▶ _TEXT SECTION_:
┌────────

I have taken the liberty to replace the four words “As a reality check” with the sentence: “Notice that these axioms still imply that algebra maps out of $W$ are essentially unique, even though that is not stated explicitly. ” Hope that’s okay.

• CommentRowNumber3.
• CommentAuthorMike Shulman
• CommentTimeJan 13th 2012

• CommentRowNumber4.
• CommentAuthorTodd_Trimble
• CommentTimeJan 13th 2012

Actually, I liked the way I had it (“as a reality check”, etc.). Those particular words are not so important, but the point is to check that we get the usual notion of initial algebra on the nose in the case where equality is extensional. Yes, this might be considered trivial, but it’s good pedagogy for readers who have spent most of their lives thinking of equality as extensional, and IMO we should be very gentle in easing people into intensional type theory or homotopy type theory (as I can attest, being someone who has found this material very hard to follow).

The comments Mike added to the page (thanks, Mike!) then lead naturally to the meaning of the words “essentially unique” (unique up to contractible space of choices).

└────────

Extract word for word the passage of the discussion starting with "Actually, I liked" and going on through "space of choices).". The items play no role in this exercise.

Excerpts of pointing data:
┌────────

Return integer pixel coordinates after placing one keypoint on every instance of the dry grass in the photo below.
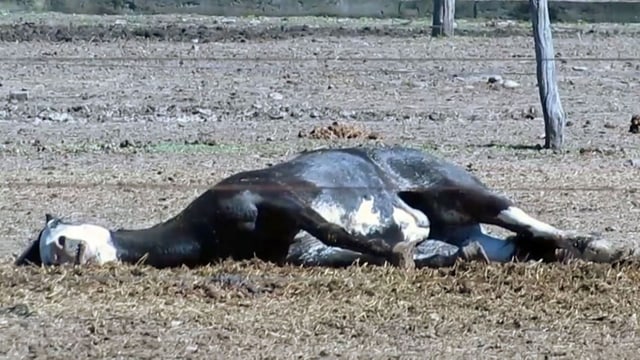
(551, 310)
(339, 131)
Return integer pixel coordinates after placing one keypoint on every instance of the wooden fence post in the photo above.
(443, 17)
(554, 116)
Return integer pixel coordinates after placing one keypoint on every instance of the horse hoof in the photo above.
(402, 254)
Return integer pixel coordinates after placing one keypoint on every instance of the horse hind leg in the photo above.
(460, 205)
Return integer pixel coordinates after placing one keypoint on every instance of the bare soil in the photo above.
(124, 131)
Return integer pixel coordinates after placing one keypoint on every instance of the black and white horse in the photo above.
(329, 207)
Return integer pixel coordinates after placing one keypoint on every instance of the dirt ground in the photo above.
(125, 130)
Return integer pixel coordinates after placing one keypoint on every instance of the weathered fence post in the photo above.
(443, 17)
(554, 116)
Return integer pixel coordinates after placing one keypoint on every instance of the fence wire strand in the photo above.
(234, 187)
(335, 58)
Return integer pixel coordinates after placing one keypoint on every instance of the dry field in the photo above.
(128, 119)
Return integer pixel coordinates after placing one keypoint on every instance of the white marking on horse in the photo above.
(365, 219)
(96, 239)
(515, 216)
(410, 225)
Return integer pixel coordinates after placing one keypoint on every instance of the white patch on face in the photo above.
(97, 242)
(515, 216)
(410, 226)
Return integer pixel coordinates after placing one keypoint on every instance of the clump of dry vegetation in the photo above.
(339, 131)
(635, 124)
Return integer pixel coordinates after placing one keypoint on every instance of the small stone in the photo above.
(632, 162)
(203, 112)
(510, 84)
(493, 79)
(276, 96)
(19, 95)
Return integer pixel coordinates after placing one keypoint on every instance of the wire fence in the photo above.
(335, 58)
(280, 187)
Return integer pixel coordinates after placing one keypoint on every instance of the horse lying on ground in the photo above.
(328, 207)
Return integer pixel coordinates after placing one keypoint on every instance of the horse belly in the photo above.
(372, 217)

└────────

▶ _ANSWER TO THE EXERCISE_:
Actually, I liked the way I had it (“as a reality check”, etc.). Those particular words are not so important, but the point is to check that we get the usual notion of initial algebra on the nose in the case where equality is extensional. Yes, this might be considered trivial, but it’s good pedagogy for readers who have spent most of their lives thinking of equality as extensional, and IMO we should be very gentle in easing people into intensional type theory or homotopy type theory (as I can attest, being someone who has found this material very hard to follow).

The comments Mike added to the page (thanks, Mike!) then lead naturally to the meaning of the words “essentially unique” (unique up to contractible space of choices).